— BEGIN —
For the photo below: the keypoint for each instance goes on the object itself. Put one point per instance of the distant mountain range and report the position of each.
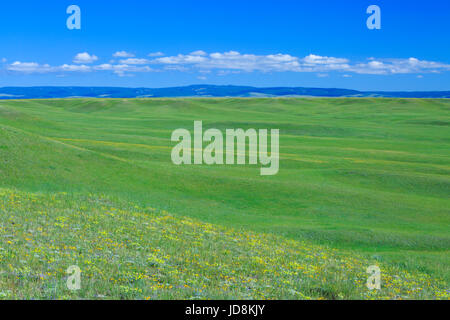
(202, 91)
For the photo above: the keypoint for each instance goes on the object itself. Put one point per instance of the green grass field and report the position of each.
(90, 182)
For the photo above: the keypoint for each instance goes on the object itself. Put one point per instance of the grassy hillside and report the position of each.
(368, 177)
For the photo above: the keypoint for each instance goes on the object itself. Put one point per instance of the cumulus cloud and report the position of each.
(123, 54)
(85, 57)
(232, 62)
(399, 66)
(29, 67)
(134, 61)
(156, 54)
(122, 69)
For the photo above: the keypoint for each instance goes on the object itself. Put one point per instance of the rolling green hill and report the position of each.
(367, 179)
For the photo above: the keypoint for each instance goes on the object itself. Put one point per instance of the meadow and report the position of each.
(90, 182)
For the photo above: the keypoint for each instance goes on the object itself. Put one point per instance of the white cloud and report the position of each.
(134, 61)
(156, 54)
(74, 68)
(234, 62)
(399, 66)
(198, 53)
(29, 67)
(123, 54)
(85, 57)
(122, 69)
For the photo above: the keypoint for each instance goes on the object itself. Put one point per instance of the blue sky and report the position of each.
(138, 43)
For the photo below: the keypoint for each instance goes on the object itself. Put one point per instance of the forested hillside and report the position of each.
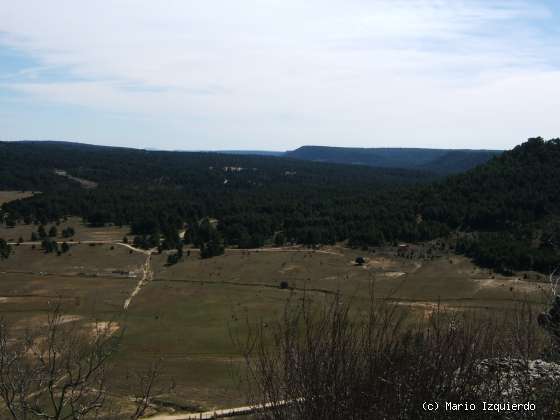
(438, 161)
(505, 213)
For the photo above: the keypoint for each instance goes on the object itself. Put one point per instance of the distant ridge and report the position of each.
(440, 161)
(436, 161)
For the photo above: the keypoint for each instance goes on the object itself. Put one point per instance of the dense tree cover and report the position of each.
(507, 209)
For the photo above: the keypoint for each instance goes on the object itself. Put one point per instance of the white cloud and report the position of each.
(278, 74)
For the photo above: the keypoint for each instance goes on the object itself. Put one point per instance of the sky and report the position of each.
(279, 74)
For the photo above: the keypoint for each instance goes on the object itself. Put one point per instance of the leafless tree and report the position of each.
(57, 372)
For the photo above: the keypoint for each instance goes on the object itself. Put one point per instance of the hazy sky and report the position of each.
(278, 74)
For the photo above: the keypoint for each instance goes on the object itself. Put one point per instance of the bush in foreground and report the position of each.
(335, 361)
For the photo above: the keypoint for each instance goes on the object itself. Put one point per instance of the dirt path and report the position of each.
(222, 413)
(147, 273)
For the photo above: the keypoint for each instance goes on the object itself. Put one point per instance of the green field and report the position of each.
(189, 312)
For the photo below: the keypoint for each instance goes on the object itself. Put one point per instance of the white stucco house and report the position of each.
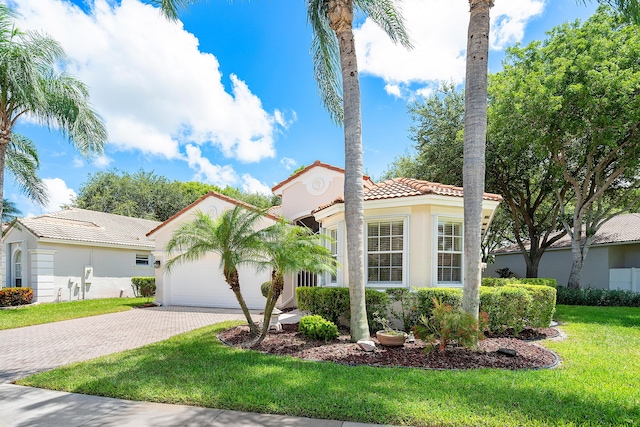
(413, 237)
(613, 260)
(76, 254)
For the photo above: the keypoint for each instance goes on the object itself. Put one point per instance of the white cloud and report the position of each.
(155, 90)
(288, 163)
(207, 171)
(102, 161)
(59, 194)
(393, 89)
(252, 185)
(438, 31)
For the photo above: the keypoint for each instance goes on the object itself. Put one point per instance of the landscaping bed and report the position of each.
(292, 343)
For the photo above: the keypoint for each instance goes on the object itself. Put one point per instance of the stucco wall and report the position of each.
(556, 264)
(201, 283)
(316, 187)
(55, 270)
— END —
Repeat each record exactly, with the pictures left out.

For the photo below: the keypoint for each instance goes on the object itself. Put one point per instance of the distant mountain range and report the position of each.
(202, 91)
For the photo above: the keypoint for each instance goes on the object itself. Put one point per instance of the green grass field and report the position of each.
(90, 182)
For the photo above: the keypoint for each instance goes on the object itself. Put one point per instance of the grassy hillside and report the position of each.
(368, 177)
For the photo above: the keypoint for each instance goes on the object itself. Put one point per instance of the cumulus cloud and report the position of each.
(123, 54)
(85, 57)
(232, 62)
(399, 66)
(29, 67)
(134, 61)
(156, 54)
(122, 69)
For the photo above: the keypoint for each instance goes on the object itself. Put one point per instance of the rolling green hill and report the position of each.
(367, 179)
For the photo above: the keypoint for each instance goes on the object itself. Put one point per instance of the meadow and report the position of each.
(90, 182)
For the photo above: the keypoint for each instance goes on the object itself. Put one point per instance of the white cloud and report the position of each.
(134, 61)
(156, 54)
(74, 68)
(234, 62)
(399, 66)
(198, 53)
(29, 67)
(123, 54)
(85, 57)
(122, 69)
For the photo above: the keypoint for each instance goes on the object itself. Put one point per instance of the blue sky and report the position of each.
(138, 43)
For the photo below: the keypoint for each instance goes on the object itself. Put one point per instance of the forested hillside and report the position of each.
(438, 161)
(505, 213)
For the photo above: the keypoint for each instance goes on the object itself. Put one point per instance of the distant ridge and report the position of each.
(440, 161)
(436, 161)
For the photo above: the keypoint for each instance goes on the object itself. Put one point per instance of the dense tree cover and report the position of each.
(507, 209)
For the photo above: the keypoint for each instance goes on the object itself. Put one point per instance of the white cloud and report the position of each.
(278, 74)
For the photo above: the keypoint for each instance goes on the object itself. Put one point per instance of the sky and report the position of each.
(279, 74)
For the photo above: the keypoint for each instance goes on the object itself. Put one point per instance of the leafless tree and report the position of each.
(57, 372)
For the photo above: the keypoint for each instance goes on the object itself. Put one point per instance of the hazy sky and report the position of each.
(278, 74)
For the photo above: the keypoint for each instance goes on the object itself. Put one point per instance of the bush in foreground and report the position of each.
(335, 361)
For the photo above: the keypoint for each instance goes on the object itself. Put one point per instance of the dirt path and report the position of each.
(222, 413)
(147, 273)
For the photo above: the keypoint for each instance goes on the object itself. Put one point per instance of the green field and report the position of each.
(189, 312)
For the photo below: the keypoint for each instance goes on the object itself. Put one point per instance of the white stucco house and report the position of each.
(413, 237)
(613, 260)
(76, 254)
For the photo above: the keypoint for each instance goes on the object itself. Put one point per instance of the white cloud and report the position of each.
(155, 90)
(288, 163)
(207, 171)
(102, 161)
(59, 194)
(393, 89)
(252, 185)
(438, 31)
For the photo above: the keypoint for each instance goes on the object itself. Put one point per instance of the landscaping bed and report the position of each.
(292, 343)
For the photo above: the keypoint for each instance goes on the object itself. Put one point per instance of the stucco wall and report the position of each.
(556, 264)
(201, 283)
(316, 187)
(55, 270)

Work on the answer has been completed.